Please retype the records below exactly as they stand.

Data supplied —
▶

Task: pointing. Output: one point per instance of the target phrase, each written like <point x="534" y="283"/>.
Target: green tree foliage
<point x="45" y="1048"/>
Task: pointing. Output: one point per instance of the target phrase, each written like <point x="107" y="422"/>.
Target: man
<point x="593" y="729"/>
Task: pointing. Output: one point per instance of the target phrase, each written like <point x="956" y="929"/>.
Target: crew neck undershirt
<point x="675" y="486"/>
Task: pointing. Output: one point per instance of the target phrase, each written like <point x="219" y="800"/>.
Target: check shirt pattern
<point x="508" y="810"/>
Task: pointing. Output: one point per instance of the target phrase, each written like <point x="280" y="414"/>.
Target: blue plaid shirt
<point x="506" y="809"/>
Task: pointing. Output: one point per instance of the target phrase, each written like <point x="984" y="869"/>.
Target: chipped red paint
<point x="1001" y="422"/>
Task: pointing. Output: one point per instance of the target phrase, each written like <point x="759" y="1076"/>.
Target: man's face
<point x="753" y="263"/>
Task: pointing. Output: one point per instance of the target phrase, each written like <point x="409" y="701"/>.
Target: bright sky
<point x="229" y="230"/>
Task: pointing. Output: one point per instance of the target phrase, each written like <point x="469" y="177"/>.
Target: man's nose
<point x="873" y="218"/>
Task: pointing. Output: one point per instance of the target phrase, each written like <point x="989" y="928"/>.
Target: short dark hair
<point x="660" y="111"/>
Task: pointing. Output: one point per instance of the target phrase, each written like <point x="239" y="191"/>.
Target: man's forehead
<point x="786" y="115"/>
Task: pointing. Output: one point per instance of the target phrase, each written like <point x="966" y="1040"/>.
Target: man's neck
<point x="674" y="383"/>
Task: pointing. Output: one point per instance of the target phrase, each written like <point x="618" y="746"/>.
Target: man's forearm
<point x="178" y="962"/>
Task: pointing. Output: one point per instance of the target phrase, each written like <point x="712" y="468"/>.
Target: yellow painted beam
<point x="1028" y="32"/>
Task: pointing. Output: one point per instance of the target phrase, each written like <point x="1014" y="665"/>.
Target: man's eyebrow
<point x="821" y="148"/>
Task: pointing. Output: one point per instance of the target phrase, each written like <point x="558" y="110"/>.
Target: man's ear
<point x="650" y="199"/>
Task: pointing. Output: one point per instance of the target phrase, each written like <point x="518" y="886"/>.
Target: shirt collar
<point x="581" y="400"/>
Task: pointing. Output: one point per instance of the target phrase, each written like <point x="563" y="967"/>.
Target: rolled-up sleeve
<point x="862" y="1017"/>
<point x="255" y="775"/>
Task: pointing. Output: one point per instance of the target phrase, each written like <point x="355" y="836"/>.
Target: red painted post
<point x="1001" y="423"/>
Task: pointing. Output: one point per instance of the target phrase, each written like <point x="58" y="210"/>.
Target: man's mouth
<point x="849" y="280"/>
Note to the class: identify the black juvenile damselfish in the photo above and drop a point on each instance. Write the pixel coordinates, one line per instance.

◀

Result for this task —
Task: pointing. Output: one point per instance of the target phrase, each written like <point x="534" y="283"/>.
Target: green tree foliage
<point x="45" y="1048"/>
Task: pointing. Output: one point per instance of the target phrase, each written like <point x="107" y="422"/>.
Target: man
<point x="593" y="729"/>
Task: pointing. Output: one point per instance of the target phrase, each written like <point x="956" y="929"/>.
Target: crew neck undershirt
<point x="675" y="486"/>
Task: pointing. Output: one point per instance of the target phrase, each written like <point x="219" y="800"/>.
Target: check shirt pattern
<point x="508" y="810"/>
Task: pointing. Output: one point per instance of the target phrase, each written like <point x="280" y="414"/>.
Target: blue plaid shirt
<point x="506" y="809"/>
Task: pointing. Output: one point per instance of the target phrase, each written like <point x="984" y="869"/>.
Target: chipped red paint
<point x="1001" y="422"/>
Task: pointing. Output: one point per instance of the target phrase, each written like <point x="759" y="1076"/>.
Target: man's face
<point x="753" y="263"/>
Task: pointing. Output: one point per instance of the target phrase, each written like <point x="409" y="701"/>.
Target: bright sky
<point x="229" y="230"/>
Task: pointing. Output: one point per instance of the target phrase, each written like <point x="469" y="177"/>.
Target: man's nose
<point x="873" y="218"/>
Task: pointing. Output: one point per instance of the target phrase, each written like <point x="989" y="928"/>.
Target: short dark hair
<point x="660" y="111"/>
Task: pointing. Output: one point per instance of the target phrase, each written like <point x="239" y="191"/>.
Target: man's forehead
<point x="786" y="115"/>
Task: pointing. Output: one point per instance of the target phrase, each written like <point x="966" y="1040"/>.
Target: man's neck
<point x="674" y="383"/>
Task: pointing. Output: one point per instance of the target phrase, each written like <point x="618" y="746"/>.
Target: man's forearm
<point x="178" y="962"/>
Task: pointing. Output: one point per instance of the target phrase, each written like <point x="712" y="468"/>.
Target: yellow painted beam
<point x="1028" y="32"/>
Task: pointing. Output: one point per instance of the target phrase, each written like <point x="1014" y="665"/>.
Target: man's eyebrow
<point x="821" y="148"/>
Task: pointing. Output: one point per instance of the target phrase, each written like <point x="558" y="110"/>.
Target: man's ear
<point x="650" y="199"/>
Task: pointing. Output: one point per instance of the target phrase, each written like <point x="518" y="886"/>.
Target: shirt collar
<point x="581" y="400"/>
Task: pointing. Output: one point per instance of the target phrase, each written like <point x="563" y="967"/>.
Target: rolled-up sleeve
<point x="862" y="1017"/>
<point x="255" y="775"/>
Task: pointing. Output: one point per instance of the target phrase, each written like <point x="355" y="836"/>.
Target: red painted post
<point x="1001" y="423"/>
Task: pointing. Output: one point per instance of the target phrase, each written like <point x="58" y="210"/>.
Target: man's mouth
<point x="849" y="280"/>
Note to the class: identify the black juvenile damselfish in the photo above and drop a point on each instance. Write the pixel coordinates, one line per instance.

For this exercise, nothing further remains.